I'm making a game. I'm spending most of my time with DirectX right now learning about mesh animating but I've spent alot of time on Physics engines before and Collision Detection. I do not want to have to code my own scenery generator when there is already stuff out there of this quality.

I intend to buy a commercial license for Classic. I do have some important questions though as follows:

1)Terragen File Output

1a) I want to able to control the number of polygons it is creating. I am making a game which needs to run fast but just give a reasonable indication of an environment. I have looked at some of the screenshots from Classic and they seem a bit too high poly for what I want.

1b) For some of my own personal modifications I would need to be able to load a Terragen created file and alter some of the vertex positions. Am I able to do that with whatever output file Terragen creates?

2)Terragen Textures

2a) I do not require some of the photorealistic textures present in the gallery I've seen. I need things which will have good resolution down to ground level and perhaps be a bit more simple than those I've seen used with it so far. Can I apply more simplified repeated textures over quite small terrain areas so they retain their resolution close up?

****************************************

## [Request]
In the post above about Terragen, what does the writer intend to buy?

## [Data under study]
****************************************

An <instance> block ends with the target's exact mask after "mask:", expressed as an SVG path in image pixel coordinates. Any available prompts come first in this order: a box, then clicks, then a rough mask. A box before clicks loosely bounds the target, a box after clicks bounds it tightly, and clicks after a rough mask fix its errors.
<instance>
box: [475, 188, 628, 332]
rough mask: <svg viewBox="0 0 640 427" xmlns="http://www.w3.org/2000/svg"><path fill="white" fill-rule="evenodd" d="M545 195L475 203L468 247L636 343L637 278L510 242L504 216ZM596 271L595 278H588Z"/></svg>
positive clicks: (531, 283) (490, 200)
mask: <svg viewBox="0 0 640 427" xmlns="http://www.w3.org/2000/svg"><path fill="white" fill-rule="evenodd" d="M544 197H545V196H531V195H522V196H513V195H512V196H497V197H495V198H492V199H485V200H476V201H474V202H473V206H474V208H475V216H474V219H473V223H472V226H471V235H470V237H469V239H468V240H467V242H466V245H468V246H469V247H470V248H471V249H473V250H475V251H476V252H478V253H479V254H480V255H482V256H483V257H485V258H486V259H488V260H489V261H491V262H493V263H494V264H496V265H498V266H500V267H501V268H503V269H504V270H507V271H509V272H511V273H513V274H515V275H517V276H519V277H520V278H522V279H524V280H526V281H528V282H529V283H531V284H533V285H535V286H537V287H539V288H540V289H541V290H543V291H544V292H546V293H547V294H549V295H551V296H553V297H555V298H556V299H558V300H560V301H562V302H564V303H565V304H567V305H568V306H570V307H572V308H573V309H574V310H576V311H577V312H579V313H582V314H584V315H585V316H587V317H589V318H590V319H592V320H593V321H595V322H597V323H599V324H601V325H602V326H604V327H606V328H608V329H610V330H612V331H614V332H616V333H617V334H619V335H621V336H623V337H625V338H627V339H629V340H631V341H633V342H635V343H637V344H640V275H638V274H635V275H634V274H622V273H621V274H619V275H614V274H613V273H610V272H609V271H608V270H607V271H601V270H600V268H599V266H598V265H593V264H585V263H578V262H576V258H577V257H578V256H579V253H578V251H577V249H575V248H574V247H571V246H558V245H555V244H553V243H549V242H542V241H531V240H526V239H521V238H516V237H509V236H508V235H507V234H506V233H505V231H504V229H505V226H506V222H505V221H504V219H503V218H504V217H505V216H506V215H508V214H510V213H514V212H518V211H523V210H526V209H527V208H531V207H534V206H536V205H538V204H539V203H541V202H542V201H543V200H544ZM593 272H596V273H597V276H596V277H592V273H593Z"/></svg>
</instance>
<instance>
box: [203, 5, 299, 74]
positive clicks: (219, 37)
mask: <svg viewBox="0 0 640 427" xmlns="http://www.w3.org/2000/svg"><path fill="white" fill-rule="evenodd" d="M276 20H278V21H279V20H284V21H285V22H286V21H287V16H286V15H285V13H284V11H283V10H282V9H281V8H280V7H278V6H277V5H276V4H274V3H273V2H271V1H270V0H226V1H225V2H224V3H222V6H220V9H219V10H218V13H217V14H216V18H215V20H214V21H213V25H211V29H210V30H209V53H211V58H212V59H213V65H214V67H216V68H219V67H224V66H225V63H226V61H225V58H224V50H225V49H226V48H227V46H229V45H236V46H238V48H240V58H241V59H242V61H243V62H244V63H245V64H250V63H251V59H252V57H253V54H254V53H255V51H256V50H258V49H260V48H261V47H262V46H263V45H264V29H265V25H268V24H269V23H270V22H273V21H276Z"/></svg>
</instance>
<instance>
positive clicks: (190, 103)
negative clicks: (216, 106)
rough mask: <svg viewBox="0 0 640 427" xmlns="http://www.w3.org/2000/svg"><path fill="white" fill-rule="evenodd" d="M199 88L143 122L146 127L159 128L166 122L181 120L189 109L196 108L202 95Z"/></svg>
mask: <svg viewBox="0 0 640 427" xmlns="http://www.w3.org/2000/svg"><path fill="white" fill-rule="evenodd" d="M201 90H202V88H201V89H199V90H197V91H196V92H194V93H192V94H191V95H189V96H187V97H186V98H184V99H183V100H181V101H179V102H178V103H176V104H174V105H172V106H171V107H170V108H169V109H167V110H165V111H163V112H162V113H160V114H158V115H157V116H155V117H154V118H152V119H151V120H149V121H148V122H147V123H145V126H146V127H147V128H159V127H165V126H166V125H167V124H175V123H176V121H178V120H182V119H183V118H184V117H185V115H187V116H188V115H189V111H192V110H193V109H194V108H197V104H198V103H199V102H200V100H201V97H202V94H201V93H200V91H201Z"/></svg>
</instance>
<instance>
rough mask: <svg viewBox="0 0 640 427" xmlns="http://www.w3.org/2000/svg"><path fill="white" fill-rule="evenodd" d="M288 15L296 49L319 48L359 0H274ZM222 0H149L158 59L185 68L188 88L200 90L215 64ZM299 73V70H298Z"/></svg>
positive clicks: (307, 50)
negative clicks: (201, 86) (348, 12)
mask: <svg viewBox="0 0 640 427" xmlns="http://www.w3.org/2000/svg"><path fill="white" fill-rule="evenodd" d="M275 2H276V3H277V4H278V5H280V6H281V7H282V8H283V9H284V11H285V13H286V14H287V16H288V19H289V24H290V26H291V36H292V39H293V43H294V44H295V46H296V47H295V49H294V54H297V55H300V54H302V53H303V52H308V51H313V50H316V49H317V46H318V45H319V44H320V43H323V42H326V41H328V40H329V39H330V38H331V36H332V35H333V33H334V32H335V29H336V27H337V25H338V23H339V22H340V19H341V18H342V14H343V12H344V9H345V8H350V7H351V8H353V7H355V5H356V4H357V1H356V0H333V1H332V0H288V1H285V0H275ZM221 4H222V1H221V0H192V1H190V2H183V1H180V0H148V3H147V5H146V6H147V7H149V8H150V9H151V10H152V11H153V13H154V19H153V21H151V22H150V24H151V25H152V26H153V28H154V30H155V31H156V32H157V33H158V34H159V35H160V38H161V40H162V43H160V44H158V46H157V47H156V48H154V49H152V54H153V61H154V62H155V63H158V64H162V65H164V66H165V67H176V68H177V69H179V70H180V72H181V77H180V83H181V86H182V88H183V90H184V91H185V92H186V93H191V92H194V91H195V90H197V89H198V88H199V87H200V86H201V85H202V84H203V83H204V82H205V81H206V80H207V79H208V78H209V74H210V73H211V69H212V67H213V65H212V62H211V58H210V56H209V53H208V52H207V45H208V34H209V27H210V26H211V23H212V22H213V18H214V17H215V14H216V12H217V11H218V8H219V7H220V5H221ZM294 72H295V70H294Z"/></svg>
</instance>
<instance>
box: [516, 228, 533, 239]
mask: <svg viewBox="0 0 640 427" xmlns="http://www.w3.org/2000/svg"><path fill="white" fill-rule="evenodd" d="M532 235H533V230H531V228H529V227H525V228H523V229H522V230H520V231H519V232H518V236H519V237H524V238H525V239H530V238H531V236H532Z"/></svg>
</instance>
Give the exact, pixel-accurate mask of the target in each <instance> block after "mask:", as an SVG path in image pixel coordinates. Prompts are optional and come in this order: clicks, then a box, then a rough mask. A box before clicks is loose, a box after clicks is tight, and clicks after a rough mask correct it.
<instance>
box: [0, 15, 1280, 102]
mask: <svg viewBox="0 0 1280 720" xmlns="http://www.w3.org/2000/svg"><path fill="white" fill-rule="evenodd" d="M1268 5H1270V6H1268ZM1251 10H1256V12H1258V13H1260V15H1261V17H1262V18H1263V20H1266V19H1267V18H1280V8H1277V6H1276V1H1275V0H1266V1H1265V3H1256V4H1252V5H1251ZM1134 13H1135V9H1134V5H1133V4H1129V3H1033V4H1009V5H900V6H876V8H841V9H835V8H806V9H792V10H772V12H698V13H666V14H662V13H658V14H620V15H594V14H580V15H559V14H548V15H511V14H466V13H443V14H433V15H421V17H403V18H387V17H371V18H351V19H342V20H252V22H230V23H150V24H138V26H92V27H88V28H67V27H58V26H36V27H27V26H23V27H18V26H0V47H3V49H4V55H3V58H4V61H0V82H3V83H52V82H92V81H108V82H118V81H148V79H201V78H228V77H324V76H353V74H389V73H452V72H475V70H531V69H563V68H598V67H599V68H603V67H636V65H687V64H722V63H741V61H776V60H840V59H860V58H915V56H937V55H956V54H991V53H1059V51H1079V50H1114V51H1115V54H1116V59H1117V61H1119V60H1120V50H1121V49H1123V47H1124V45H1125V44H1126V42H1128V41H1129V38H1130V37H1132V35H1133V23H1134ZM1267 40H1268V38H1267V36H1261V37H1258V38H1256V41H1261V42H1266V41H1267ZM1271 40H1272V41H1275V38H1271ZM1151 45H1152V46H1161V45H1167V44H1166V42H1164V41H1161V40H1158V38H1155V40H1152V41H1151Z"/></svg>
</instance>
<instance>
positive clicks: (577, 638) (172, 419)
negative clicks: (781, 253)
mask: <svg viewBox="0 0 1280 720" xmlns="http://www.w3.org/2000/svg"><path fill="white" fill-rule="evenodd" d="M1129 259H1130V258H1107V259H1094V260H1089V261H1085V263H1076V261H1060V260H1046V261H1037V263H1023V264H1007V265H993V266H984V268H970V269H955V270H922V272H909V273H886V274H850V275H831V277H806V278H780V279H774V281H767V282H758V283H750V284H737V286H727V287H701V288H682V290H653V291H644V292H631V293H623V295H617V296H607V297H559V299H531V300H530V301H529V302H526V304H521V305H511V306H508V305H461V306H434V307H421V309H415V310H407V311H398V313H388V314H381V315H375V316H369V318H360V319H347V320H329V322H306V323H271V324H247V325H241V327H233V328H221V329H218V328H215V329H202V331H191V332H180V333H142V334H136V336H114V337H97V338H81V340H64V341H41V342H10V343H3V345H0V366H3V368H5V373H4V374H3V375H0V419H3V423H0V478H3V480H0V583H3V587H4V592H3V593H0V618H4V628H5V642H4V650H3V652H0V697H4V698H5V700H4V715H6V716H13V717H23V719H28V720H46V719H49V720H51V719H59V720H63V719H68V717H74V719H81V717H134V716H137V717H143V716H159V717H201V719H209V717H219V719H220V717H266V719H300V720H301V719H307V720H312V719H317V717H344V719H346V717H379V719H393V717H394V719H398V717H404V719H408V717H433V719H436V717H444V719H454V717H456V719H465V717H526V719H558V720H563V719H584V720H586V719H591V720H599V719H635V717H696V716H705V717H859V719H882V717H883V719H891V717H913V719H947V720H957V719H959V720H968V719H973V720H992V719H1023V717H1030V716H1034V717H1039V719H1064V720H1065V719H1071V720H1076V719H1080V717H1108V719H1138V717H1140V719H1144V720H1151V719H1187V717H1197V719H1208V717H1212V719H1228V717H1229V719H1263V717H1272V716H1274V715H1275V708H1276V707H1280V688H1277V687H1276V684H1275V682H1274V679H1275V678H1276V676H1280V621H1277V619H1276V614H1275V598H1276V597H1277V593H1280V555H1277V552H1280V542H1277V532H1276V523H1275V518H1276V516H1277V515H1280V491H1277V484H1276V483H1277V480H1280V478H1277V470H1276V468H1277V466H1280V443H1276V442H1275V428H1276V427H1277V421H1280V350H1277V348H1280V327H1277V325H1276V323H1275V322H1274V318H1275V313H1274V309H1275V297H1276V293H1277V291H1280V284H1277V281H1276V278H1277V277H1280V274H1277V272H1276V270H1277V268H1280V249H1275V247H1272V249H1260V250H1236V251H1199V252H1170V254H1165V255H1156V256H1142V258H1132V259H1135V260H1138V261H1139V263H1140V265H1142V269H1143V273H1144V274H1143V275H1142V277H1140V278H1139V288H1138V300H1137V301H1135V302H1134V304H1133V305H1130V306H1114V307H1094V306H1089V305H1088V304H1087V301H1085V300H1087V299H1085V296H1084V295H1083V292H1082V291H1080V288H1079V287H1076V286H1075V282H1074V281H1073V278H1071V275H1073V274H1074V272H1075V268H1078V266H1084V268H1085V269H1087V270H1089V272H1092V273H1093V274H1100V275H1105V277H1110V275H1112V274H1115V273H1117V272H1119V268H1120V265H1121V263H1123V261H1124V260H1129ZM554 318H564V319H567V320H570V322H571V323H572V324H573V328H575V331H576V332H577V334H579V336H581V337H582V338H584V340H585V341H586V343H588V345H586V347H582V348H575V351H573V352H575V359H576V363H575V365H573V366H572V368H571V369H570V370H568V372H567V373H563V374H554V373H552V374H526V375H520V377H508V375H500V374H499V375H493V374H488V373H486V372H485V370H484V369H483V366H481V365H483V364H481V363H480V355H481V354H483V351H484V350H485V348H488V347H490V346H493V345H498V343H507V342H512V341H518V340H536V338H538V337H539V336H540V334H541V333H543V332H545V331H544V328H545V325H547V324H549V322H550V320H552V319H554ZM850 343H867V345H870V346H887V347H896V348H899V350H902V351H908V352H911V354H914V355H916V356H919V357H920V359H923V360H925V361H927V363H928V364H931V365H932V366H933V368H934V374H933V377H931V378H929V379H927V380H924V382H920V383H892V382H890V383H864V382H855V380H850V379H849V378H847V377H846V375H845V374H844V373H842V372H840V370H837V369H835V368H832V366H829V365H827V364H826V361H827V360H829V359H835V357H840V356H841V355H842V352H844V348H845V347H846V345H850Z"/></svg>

****************************************

## [Result of this exercise]
A commercial license for Classic.